◆ Study text
BEGIN
Raspberry (Rubus idaeus) is cultivated and grows wild throughout temperate climates, including North America and Europe. For several centuries, midwives have used raspberry leaf to stimulate and ease labor. Tea made from raspberry leaves has been used for centuries as a folk medicine to treat wounds, diarrhea, colic pain and as a uterine relaxant. In Bulgaria, the leaves were used for stomach bleeds, diarrhea, vomiting, menstrual problems, and respiratory diseases. In traditional Tibetan medical practices, the fruit and leaves of raspberry are made into an extract or decoction and used as a cure for emotional disturbances, exhaustion, irritability, and chronic infections.
The raspberry fruit is also commonly used as a flavoring, coloring, or food, either fresh or processed into cordials, jams, or preserves. The fruit is also commonly consumed for its antioxidants. Raspberry flowers have also been used for pimples, hemorrhoids, malaria, and as a poultice for eye inflammations.
Raspberry leaf is used during pregnancy and labor today, but there are few studies supporting this use. Raspberry may also be useful in cancer treatment or prevention, or as an antimicrobial. More research is needed to confirm these findings.
In the early 1990s, raspberries imported to the United States from Guatamala were infected with the Cyclospora parasite, which caused adverse effects such as fatigue, muscle aches, vomiting and diarrhea. Periodic outbreaks of the Cyclosporia parasite from imported raspberries continued throughout the next decade. In response to outbreaks, the Centers for Disease Control placed periodic bans on imported raspberries.
Alkalis, alpha-carotene, alpha-tocopherol, anthocyanin, aronia berry, ascorbic acid, berry phenolics, beta-carotene, calcium, casuarictin, copper, ellagic acid, ellagitannins, epicuticular wax, flavonoids, flavonol, framboise (French), furanones, hydroxycinnamate, iron, kaempferol, kaempferol 3-glucosides, linolenic acid, loratadine, lutein, magnesium, manganese, methyl gallate, miskominaga wunj (Ojibwe), omega 3, oo na joo kwa (Mohawk), omega 3, phosphorus, phytochemicals, phytonutrients, polyphenolic components, quercetin, quercetin glycosides, raspberry ketone, raspberry seeds oil, raspberry leaf, raspberry leaf tea, red raspberry, resveratrol, Rosaceae (family), Rubus, Rubus arcticus, Rubus arizonensis, Rubus deliciosus, Rubus discolor, Rubus idaeus, Rubus idaeus ssp. Strigosus, Rubus laciniatus, Rubus leucodermis, Rubus neomexicanus, Rubus occidentalis, Rubus parviflorus, Rubus spectabilis, Rubus strigosus, Rubus ursinus, salicylates, sanguin H6, tannins, vitamin B, vitamin B1, vitamin C, vitamin E, volatile compounds, western blackberry, xylitol, xyloside, zinc.
These uses have been tested in humans or animals. Safety and effectiveness have not always been proven. Some of these conditions are potentially serious, and should be evaluated by a qualified healthcare provider.
Antioxidant (free radical scavenging)
Raspberry contains antioxidants and has antioxidant activity. Raspberry juice may have beneficial effects on exercise recovery. Additional study is needed to make a firm recommendation.
Raspberry leaf has been traditionally used during pregnancy and childbirth to improve labor. Early study shows that raspberry leaf may be safe for both mother and child. More studies are needed to make a firm recommendation.
END
◆ Records provided
BEGIN
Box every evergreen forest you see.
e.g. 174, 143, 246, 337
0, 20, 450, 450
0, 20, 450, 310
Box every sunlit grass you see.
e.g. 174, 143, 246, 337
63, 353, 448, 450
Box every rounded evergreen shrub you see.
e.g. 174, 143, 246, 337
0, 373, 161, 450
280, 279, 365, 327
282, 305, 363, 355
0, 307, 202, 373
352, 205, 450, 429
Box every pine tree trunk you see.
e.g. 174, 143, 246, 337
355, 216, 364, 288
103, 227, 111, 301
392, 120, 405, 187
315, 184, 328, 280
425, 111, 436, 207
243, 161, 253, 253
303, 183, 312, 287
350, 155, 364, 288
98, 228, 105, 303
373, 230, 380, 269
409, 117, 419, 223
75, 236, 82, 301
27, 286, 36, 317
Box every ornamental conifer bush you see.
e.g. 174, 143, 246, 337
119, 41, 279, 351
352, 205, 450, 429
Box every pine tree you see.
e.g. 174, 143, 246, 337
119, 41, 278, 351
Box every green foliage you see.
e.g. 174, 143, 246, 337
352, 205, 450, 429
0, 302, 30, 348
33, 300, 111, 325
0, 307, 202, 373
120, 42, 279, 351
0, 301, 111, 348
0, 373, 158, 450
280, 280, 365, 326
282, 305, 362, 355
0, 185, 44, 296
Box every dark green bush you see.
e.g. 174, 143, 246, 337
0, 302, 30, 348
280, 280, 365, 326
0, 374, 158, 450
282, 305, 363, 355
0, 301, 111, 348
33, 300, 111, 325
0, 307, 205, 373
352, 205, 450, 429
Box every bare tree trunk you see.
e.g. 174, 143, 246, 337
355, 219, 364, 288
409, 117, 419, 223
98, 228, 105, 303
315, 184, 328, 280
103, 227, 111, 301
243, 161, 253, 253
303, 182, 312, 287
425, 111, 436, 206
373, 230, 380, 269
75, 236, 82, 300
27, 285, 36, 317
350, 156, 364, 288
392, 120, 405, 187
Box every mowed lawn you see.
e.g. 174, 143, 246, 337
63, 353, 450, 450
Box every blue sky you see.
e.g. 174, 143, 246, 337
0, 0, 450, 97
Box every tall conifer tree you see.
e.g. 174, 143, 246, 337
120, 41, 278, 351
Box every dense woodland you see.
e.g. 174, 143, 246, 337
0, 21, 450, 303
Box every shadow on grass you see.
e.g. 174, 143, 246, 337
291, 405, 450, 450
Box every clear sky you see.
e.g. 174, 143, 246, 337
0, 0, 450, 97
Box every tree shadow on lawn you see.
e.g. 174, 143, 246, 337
END
◆ What you need to do
• a. In the raspberry text, what parasite infected raspberries imported to the United States in the early 1990s?
• b. Repeat the raspberry text word for word between "These uses have" and "qualified healthcare provider.", inclusive.

◆ Numbered answers
• a. The Cyclospora parasite.

• b.
These uses have been tested in humans or animals. Safety and effectiveness have not always been proven. Some of these conditions are potentially serious, and should be evaluated by a qualified healthcare provider.